[Stored items from a collection]
>>>
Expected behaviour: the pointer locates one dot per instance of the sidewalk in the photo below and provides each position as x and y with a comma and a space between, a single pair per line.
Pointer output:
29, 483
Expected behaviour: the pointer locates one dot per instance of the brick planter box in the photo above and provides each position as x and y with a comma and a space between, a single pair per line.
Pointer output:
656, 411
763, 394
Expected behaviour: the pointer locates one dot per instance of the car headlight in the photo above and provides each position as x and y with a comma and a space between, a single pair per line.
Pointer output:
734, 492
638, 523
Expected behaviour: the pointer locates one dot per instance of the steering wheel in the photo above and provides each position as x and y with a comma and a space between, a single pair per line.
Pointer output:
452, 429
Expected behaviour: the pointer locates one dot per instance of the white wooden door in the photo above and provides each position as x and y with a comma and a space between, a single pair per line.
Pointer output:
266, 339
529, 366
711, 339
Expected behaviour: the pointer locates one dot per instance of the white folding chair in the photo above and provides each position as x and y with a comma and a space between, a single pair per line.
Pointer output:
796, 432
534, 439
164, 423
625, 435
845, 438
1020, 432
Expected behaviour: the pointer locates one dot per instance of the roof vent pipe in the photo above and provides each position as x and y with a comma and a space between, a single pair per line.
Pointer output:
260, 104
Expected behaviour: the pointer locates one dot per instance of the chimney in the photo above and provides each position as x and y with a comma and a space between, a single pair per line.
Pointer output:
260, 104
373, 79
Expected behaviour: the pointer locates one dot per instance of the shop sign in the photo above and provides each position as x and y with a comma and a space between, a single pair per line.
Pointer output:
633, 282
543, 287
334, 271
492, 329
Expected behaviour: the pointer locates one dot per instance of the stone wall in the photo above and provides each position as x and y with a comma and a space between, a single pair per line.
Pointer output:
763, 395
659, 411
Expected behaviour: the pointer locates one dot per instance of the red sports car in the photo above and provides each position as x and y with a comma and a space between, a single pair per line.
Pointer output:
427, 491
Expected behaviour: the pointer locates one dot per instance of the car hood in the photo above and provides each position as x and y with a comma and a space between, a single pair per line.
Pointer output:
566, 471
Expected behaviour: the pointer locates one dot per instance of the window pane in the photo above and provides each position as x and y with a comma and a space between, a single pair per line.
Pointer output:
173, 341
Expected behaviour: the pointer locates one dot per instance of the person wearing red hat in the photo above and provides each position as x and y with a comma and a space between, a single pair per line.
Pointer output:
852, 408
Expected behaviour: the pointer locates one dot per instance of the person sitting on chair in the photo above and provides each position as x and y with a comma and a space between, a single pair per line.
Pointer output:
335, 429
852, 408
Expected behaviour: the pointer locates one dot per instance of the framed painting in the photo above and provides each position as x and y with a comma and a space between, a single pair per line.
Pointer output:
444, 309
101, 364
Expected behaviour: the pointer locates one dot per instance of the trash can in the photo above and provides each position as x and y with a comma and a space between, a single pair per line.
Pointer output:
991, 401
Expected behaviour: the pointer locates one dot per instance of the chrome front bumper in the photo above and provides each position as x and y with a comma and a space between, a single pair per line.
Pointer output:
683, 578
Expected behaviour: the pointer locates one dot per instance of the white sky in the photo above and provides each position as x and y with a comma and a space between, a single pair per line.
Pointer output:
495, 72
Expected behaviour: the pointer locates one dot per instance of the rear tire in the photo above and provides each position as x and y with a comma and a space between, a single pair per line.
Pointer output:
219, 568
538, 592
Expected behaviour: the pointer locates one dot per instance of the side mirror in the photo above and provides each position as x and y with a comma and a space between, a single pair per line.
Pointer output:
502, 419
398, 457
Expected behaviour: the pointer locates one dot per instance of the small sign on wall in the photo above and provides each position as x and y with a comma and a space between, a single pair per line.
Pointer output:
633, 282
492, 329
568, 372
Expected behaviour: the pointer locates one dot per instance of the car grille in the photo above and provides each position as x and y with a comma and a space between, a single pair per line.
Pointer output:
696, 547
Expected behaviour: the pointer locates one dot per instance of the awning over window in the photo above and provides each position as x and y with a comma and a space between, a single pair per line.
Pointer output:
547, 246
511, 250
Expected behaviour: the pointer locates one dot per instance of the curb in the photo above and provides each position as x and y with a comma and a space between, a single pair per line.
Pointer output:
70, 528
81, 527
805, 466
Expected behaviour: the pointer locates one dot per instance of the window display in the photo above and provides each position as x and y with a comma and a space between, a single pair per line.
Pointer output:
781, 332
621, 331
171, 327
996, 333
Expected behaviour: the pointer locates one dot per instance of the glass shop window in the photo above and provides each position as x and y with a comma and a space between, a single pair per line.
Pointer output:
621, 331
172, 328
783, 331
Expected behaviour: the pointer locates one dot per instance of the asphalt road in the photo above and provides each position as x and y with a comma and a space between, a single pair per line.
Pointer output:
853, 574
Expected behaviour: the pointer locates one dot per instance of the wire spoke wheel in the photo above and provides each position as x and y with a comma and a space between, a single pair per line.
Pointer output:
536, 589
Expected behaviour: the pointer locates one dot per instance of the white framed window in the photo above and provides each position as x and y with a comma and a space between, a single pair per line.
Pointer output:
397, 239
<<<
## What to work on
Reproduce only this range: the first line of the data above through the line with "of the brick", both included, exactly as written.

## Output below
Expected behaviour: the pointer locates one dot per instance of the sidewalk in the photo below and provides each position as x and y with a comma and a space between, a single pair per line.
Pointer output:
29, 483
Expected behaviour: the pointer locates one dot per instance of the brick planter box in the photo above and provides each position as x and y with a comma and a space between, a single pair per line.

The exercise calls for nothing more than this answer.